**SET TASK:** Reproduce every entry exactly, without alteration.

**RECORDS SUPPLIED:**

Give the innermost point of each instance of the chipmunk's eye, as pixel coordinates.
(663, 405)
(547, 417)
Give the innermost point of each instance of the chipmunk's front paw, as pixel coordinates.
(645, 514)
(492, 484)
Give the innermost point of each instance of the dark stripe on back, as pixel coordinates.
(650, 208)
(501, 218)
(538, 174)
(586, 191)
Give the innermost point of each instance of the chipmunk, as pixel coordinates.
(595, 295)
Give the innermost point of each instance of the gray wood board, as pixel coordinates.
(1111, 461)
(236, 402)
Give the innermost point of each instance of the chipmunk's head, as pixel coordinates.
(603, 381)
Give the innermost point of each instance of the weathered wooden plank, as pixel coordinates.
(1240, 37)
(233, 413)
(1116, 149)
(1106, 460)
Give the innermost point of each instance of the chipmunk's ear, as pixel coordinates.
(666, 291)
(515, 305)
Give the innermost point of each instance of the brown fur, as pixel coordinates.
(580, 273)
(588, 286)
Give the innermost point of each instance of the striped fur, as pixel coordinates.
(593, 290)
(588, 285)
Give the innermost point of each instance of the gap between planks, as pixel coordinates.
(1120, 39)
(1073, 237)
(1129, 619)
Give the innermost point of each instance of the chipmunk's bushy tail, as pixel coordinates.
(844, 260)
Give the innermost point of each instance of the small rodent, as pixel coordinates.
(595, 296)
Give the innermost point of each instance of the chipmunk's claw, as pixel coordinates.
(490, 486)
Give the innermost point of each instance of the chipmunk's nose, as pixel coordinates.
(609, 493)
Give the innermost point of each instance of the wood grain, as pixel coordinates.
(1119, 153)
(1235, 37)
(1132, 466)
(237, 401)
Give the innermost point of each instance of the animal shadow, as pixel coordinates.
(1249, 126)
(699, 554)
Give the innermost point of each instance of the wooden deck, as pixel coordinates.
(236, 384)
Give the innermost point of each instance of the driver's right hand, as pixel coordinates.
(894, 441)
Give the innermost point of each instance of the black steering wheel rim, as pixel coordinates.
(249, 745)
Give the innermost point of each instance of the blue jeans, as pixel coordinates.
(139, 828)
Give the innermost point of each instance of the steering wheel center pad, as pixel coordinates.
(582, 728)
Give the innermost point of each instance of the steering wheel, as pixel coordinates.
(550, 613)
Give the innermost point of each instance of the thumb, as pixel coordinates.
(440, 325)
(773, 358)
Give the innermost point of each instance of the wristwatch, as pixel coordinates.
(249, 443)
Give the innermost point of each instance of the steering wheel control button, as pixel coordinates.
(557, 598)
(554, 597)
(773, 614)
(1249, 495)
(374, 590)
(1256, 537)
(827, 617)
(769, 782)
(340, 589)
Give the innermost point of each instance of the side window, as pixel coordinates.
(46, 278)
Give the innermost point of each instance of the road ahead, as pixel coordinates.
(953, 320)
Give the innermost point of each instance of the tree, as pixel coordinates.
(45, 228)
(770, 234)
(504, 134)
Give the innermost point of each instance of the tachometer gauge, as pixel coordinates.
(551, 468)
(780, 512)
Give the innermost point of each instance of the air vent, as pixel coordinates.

**RESULT FOR THIS EXERCISE:**
Give the innermost point of each instance of the chipmunk's eye, as pixel coordinates.
(663, 405)
(547, 417)
Give the innermost point of each instance of the chipmunk's front paw, as pixel coordinates.
(645, 514)
(492, 484)
Give the innermost point of each instance of the dark stripe on back, as pixel coordinates.
(650, 208)
(501, 218)
(538, 174)
(586, 191)
Give the innermost point of each instance of the chipmunk, as pixel coordinates.
(595, 295)
Give the innermost point of each instance of the gray wood board, as pixel coordinates.
(1111, 461)
(236, 402)
Give the innermost point of each instance of the chipmunk's head, as pixel coordinates.
(603, 381)
Give the innermost point of each instance of the weathered wooden plank, as pixel coordinates.
(1240, 37)
(233, 413)
(1116, 149)
(1106, 460)
Give the innermost point of each instance of the chipmunk's ear, as pixel coordinates.
(666, 291)
(515, 305)
Give the innermost point of each instance of the brown fur, as pixel coordinates.
(580, 273)
(588, 286)
Give the innermost point of each instance of the striped fur, as pixel coordinates.
(593, 290)
(588, 285)
Give the innermost point of each instance of the gap between planks, as pixel coordinates.
(1120, 39)
(1073, 237)
(1129, 619)
Give the innermost point of each instance of the chipmunk's bushy tail, as pixel coordinates.
(844, 260)
Give the innermost point of each instance of the small rodent, as pixel coordinates.
(595, 296)
Give the innermost point of each instance of the chipmunk's claw, as pixel coordinates.
(490, 486)
Give the innermost point of each instance of the chipmunk's nose, as pixel coordinates.
(609, 493)
Give the innermost point of each instance of the wood grain, as pixel coordinates.
(1119, 153)
(1235, 37)
(1132, 466)
(237, 401)
Give the innermost point of each instance of the animal shadow, as pixel coordinates.
(1249, 126)
(699, 554)
Give the innermost point of each instance of the wooden deck, as pixel coordinates.
(236, 384)
Give the innermost point of each instance of the driver's right hand, as pixel coordinates.
(894, 441)
Give the innermost point of each instance of the black steering wheel rim, as pixel coordinates.
(249, 745)
Give the innermost point of each instance of the blue jeans, as pixel coordinates.
(139, 828)
Give the innermost point of each instance of the steering wheel center pad, as pixel coordinates.
(582, 728)
Give the innermost point of each instance of the steering wheel, as pixel coordinates.
(550, 613)
Give the innermost point of each instance of the thumb, as pixel coordinates.
(440, 325)
(773, 358)
Give the innermost point of each instance of the wristwatch, as pixel coordinates.
(249, 443)
Give the innermost point of each instance of the steering wheel control button, as pixel coordinates.
(557, 598)
(554, 597)
(773, 614)
(1249, 495)
(374, 590)
(1256, 537)
(827, 617)
(769, 782)
(340, 589)
Give the innermost point of each instance of the side window, as pixel coordinates.
(46, 278)
Give the innermost point of each instance of the road ahead, as pixel coordinates.
(953, 320)
Give the innermost point of each instance of the tree, as pixel coordinates.
(45, 228)
(770, 234)
(504, 134)
Give the innermost point of each instance of the tachometer gauge, as pixel coordinates.
(551, 468)
(780, 512)
Give the innermost point of each instance of the air vent, as pixel coordinates.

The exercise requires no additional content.